| DATA SECTION |
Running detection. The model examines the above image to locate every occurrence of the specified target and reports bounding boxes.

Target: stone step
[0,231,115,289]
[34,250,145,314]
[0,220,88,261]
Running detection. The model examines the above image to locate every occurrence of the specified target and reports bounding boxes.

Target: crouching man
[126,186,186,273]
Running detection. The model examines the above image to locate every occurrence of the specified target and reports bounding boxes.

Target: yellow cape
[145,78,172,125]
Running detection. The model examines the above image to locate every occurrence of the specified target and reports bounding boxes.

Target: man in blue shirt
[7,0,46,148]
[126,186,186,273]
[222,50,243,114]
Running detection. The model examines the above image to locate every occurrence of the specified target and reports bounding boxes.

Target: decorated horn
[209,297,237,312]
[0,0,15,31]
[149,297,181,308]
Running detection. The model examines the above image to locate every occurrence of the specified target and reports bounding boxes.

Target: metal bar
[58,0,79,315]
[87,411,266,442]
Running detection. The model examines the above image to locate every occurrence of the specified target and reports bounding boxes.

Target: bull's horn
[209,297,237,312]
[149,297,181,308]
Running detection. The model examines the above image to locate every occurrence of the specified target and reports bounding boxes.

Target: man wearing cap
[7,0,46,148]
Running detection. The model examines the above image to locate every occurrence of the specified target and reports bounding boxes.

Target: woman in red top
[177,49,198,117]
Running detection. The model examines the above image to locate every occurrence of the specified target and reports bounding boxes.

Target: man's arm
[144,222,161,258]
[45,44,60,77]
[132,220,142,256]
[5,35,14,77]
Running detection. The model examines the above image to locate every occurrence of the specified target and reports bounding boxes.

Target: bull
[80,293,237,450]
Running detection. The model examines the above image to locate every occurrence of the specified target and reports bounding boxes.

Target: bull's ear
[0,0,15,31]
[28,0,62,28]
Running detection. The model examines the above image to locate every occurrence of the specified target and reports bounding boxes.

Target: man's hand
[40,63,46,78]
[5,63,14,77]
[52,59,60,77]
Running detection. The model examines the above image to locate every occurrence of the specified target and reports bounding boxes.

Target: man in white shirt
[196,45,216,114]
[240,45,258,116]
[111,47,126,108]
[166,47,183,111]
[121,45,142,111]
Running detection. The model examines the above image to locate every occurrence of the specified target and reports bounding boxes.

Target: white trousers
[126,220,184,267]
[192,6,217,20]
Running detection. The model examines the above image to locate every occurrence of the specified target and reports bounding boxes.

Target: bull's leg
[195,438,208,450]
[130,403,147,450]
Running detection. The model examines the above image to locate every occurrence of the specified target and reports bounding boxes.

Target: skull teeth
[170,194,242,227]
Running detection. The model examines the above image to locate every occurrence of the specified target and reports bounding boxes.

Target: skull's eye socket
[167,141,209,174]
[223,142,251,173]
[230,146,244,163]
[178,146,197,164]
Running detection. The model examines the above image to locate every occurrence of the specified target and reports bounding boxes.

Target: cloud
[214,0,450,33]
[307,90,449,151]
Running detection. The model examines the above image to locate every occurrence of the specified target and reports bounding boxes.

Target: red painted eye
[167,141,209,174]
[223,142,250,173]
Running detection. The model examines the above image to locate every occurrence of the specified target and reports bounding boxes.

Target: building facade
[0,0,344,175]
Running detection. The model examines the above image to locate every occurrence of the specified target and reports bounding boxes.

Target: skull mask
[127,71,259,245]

| INSTRUCTIONS FOR THE TASK |
Could you put each line of the records above into a numbered list, leaving out the blank lines?

| EXERCISE ANSWER |
1. Running detection. The model examines the above image to locate every occurrence of the specified target and reports bounding boxes.
2. Target: stone step
3. [0,231,115,289]
4. [34,250,145,314]
5. [0,220,88,261]
6. Running detection. The model examines the above image to locate every occurrence of the specified target and reports bounding boxes.
7. Target: crouching man
8. [126,186,186,273]
9. Running detection. The model examines the above image to locate every occurrence of the specified target and reports bounding boxes.
10. Target: yellow cape
11. [145,78,172,125]
12. Running detection. The model examines the above image to locate every occurrence of the specified target and reports bounding boxes.
13. Target: man in blue shirt
14. [7,0,46,148]
15. [126,186,186,273]
16. [222,50,243,114]
17. Running detection. The model examines the above image to locate every occurrence of the specified target and reports bounding boxes.
18. Target: decorated horn
19. [209,297,237,312]
20. [0,0,15,31]
21. [149,297,181,308]
22. Running detection. The model examines the above image to locate every occurrence of the specified target and reports bounding boxes.
23. Target: metal bar
24. [58,0,79,315]
25. [87,411,266,442]
26. Running detection. The model examines the above image to locate every occurrence of the specified target and reports bounding boxes.
27. Target: bull's horn
28. [209,297,237,312]
29. [149,297,181,308]
30. Running detection. The model examines the above image to locate every occurrence of the specified target and reports bounding boxes.
31. Target: man wearing cap
32. [7,0,46,148]
33. Running detection. The model examines the above image to locate every occurrence of the specified target and reports bounding boxes.
34. Target: woman in red top
35. [177,49,198,117]
36. Running detection. The model examines the above image to locate every occurrence of the specified target and reports bounding boxes.
37. Target: man's arm
38. [144,222,161,258]
39. [45,44,60,77]
40. [132,220,142,256]
41. [5,35,14,77]
42. Running detection. The model examines the above image to locate every occurrence of the specified target and reports bounding boxes.
43. Target: bull
44. [80,293,237,450]
45. Running detection. The model examines the above image to locate every occurrence of the specified target and reports bounding boxes.
46. Target: bull's ear
47. [0,0,15,31]
48. [28,0,62,28]
49. Running detection. The model examines the above image to locate every occurrence of the specified target and reports bounding boxes.
50. Target: man's hand
51. [40,63,46,78]
52. [5,63,14,77]
53. [52,59,60,77]
54. Running detection. The model examines the above image to locate every occurrence of the specified target and reports bounding boxes.
55. Target: man in white shirt
56. [196,45,216,114]
57. [240,45,258,116]
58. [111,47,126,108]
59. [166,47,183,111]
60. [121,45,142,111]
61. Running detection. The model examines the above image to locate every occurrence of the specified target and reports bounding boxes.
62. Target: white trousers
63. [126,220,184,267]
64. [192,6,217,20]
65. Running detection. The model examines the above image to locate every occurrence of the specified target and reports bounding boxes.
66. Target: bull's leg
67. [195,438,208,450]
68. [130,403,147,450]
69. Running detection. The model examines the above image to locate every occurrence of the specified target and reports bounding boxes.
70. Target: skull teeth
71. [170,194,242,227]
72. Running detection. The model examines the above image to locate every occurrence of the specified target and reports bounding boxes.
73. Target: skull's eye socket
74. [167,141,209,174]
75. [223,142,251,173]
76. [230,146,244,163]
77. [178,146,197,164]
78. Running detection. The model examines the above image to locate every occurrence of the specified target and reports bounding boxes.
79. Target: cloud
80. [214,0,450,33]
81. [307,90,449,151]
82. Running detection. The model examines the above image to locate every occurrence of the specified target and reports bounding boxes.
83. Target: red painted eye
84. [167,141,209,174]
85. [223,142,250,173]
86. Running detection. The model examines the above image to locate every occurrence of the specified target and reports bounding boxes.
87. Target: building facade
88. [0,0,344,175]
89. Running detection. The model examines the above image to locate every occurrence of the specified target and reports bounding boxes.
90. Target: skull mask
91. [127,71,259,245]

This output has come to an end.